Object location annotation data
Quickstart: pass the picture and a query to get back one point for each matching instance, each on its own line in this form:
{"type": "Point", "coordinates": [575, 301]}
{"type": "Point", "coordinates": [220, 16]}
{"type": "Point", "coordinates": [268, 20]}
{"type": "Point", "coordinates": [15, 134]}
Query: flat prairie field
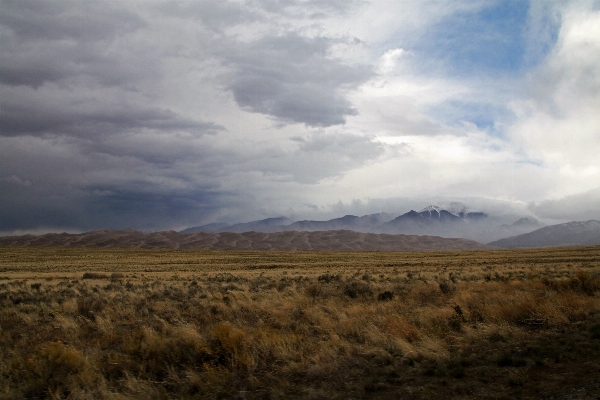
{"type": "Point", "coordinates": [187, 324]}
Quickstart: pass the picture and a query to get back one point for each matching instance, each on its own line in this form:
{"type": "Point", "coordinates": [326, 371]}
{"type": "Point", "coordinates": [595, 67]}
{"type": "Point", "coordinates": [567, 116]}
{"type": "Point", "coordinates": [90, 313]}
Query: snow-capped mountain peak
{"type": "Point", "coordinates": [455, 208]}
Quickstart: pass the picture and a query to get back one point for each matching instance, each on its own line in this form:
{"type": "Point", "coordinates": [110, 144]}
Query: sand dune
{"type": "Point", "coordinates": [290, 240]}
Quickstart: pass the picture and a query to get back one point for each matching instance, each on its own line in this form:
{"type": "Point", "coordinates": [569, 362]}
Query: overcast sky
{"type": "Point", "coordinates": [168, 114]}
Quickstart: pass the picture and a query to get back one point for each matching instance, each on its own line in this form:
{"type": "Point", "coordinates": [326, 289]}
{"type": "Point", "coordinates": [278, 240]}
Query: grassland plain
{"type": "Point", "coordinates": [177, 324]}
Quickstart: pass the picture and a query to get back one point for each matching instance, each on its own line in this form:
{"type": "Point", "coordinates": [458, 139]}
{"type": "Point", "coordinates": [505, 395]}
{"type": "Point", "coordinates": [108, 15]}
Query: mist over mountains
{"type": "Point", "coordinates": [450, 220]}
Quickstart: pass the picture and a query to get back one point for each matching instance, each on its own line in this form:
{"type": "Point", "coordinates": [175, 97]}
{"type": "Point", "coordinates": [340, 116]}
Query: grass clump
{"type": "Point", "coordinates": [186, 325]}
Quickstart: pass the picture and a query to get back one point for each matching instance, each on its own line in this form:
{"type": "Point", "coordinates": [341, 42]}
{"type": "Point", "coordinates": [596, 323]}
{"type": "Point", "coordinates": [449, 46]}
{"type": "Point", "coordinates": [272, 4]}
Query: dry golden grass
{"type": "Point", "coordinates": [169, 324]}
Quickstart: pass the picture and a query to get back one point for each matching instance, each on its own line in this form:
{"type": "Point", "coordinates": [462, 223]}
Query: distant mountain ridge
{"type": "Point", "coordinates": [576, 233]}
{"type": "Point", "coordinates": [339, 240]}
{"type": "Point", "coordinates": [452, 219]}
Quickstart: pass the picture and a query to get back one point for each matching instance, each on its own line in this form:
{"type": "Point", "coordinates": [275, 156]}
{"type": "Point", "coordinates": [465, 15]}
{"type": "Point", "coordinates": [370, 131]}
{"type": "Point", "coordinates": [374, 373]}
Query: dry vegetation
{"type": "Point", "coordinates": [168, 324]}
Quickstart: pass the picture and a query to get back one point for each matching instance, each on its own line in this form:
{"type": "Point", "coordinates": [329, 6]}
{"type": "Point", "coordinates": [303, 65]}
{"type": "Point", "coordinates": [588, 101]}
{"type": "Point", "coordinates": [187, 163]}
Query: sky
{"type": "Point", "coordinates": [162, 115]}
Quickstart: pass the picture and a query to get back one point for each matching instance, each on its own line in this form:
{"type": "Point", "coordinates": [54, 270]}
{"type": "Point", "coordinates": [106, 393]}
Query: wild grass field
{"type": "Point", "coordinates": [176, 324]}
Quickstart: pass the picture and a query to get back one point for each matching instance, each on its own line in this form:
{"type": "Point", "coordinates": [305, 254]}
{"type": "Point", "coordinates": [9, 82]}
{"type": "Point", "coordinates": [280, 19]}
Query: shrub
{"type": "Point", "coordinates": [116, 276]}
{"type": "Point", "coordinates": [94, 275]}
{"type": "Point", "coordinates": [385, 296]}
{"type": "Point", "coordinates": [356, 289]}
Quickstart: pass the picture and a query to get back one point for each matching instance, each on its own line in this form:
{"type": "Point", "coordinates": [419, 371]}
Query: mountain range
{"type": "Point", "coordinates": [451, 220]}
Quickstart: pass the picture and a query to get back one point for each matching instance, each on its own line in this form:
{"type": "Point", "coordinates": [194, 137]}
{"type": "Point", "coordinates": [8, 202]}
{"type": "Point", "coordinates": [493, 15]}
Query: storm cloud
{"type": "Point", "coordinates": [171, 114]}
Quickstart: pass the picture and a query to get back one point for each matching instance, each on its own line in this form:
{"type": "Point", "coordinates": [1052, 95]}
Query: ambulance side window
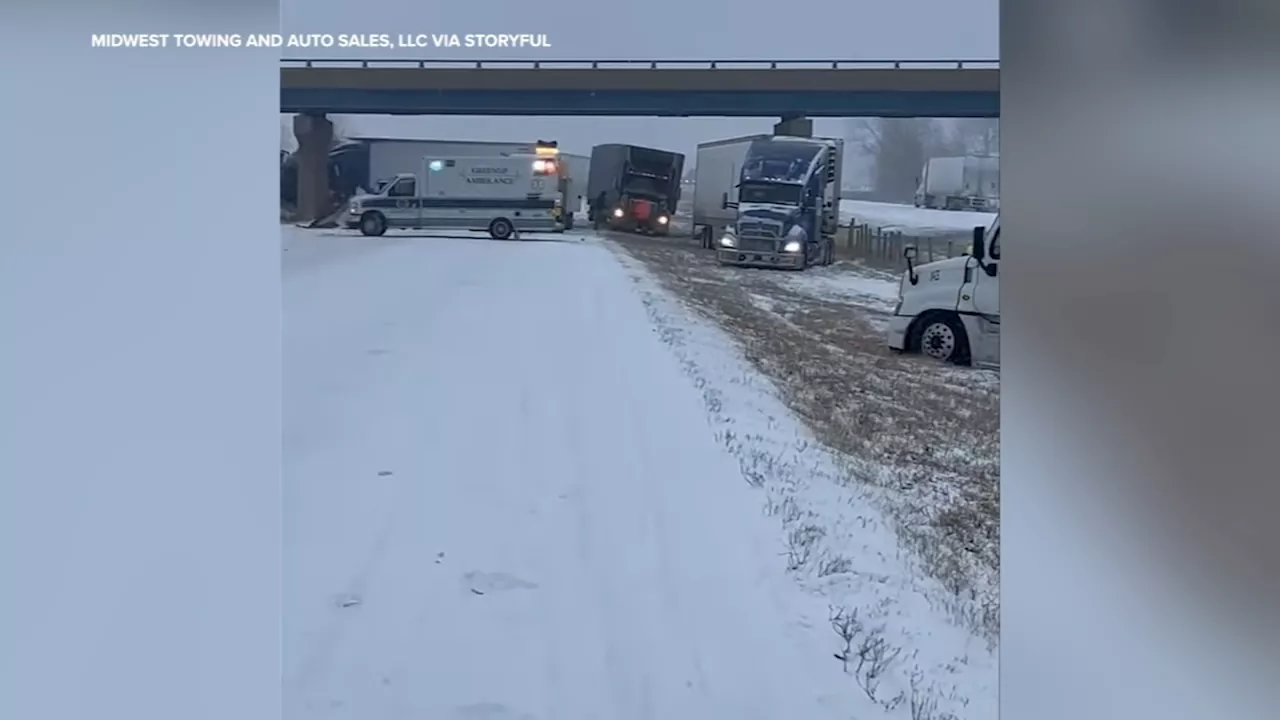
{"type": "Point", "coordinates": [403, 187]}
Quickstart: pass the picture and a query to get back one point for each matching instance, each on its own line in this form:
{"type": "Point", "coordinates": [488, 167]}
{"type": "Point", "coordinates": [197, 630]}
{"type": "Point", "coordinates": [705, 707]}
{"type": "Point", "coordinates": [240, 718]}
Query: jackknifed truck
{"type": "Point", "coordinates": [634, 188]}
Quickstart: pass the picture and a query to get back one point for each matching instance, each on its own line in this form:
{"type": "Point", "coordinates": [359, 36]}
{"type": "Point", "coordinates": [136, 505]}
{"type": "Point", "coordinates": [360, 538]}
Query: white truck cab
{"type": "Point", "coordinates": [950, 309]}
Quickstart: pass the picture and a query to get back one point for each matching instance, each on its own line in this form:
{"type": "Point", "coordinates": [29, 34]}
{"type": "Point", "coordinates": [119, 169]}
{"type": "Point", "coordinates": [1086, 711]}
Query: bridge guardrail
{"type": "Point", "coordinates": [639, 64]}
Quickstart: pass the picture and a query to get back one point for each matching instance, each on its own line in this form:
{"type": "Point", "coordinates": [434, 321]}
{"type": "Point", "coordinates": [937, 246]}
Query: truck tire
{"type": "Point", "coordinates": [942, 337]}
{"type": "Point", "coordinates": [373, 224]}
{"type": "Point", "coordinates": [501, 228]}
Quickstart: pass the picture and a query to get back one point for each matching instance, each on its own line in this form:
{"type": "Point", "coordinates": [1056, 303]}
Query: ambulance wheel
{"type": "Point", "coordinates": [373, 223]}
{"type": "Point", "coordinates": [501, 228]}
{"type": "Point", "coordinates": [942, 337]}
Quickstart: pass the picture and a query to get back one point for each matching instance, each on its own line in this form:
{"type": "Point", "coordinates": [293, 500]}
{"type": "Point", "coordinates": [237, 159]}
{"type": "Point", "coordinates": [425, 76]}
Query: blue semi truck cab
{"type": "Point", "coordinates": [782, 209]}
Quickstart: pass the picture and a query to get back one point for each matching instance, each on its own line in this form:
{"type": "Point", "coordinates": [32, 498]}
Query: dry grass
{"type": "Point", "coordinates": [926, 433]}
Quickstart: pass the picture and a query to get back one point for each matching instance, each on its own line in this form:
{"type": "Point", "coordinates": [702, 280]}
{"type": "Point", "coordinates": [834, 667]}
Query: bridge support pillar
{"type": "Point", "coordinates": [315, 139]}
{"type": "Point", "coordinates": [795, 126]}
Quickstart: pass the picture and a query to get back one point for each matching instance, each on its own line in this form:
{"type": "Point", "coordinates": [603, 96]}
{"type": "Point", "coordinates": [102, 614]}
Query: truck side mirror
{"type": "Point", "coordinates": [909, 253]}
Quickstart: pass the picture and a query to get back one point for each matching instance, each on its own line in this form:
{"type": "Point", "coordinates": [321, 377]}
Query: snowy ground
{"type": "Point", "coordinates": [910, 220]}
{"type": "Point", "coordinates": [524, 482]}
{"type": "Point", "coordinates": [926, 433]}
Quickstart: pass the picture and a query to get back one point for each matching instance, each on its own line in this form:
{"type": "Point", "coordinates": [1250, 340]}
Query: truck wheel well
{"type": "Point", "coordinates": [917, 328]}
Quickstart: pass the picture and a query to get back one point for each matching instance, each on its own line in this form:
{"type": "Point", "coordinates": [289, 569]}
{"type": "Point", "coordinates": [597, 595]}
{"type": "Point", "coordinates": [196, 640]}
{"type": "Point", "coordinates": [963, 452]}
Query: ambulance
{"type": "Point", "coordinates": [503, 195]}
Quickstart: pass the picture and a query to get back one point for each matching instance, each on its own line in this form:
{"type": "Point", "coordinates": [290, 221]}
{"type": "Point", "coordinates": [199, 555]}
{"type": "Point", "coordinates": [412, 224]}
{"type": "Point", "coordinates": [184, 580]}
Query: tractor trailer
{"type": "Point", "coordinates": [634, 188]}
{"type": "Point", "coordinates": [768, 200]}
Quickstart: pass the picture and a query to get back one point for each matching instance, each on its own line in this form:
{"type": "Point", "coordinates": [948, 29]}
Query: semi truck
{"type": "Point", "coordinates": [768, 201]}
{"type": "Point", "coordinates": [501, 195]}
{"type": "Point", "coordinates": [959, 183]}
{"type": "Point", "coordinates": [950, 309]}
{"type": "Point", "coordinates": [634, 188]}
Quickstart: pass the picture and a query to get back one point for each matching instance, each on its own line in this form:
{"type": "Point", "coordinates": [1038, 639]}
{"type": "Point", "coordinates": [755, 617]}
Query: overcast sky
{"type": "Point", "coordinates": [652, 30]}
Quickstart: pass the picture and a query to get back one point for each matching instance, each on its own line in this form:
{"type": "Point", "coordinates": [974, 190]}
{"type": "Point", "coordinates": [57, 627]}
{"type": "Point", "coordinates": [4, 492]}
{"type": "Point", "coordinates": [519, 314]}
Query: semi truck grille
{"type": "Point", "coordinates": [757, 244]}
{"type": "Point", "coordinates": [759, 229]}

**TASK DETAILS**
Count the lines in the material above that contain the string "truck" and reply with the number alone.

**SOLUTION TO THE PROBLEM**
8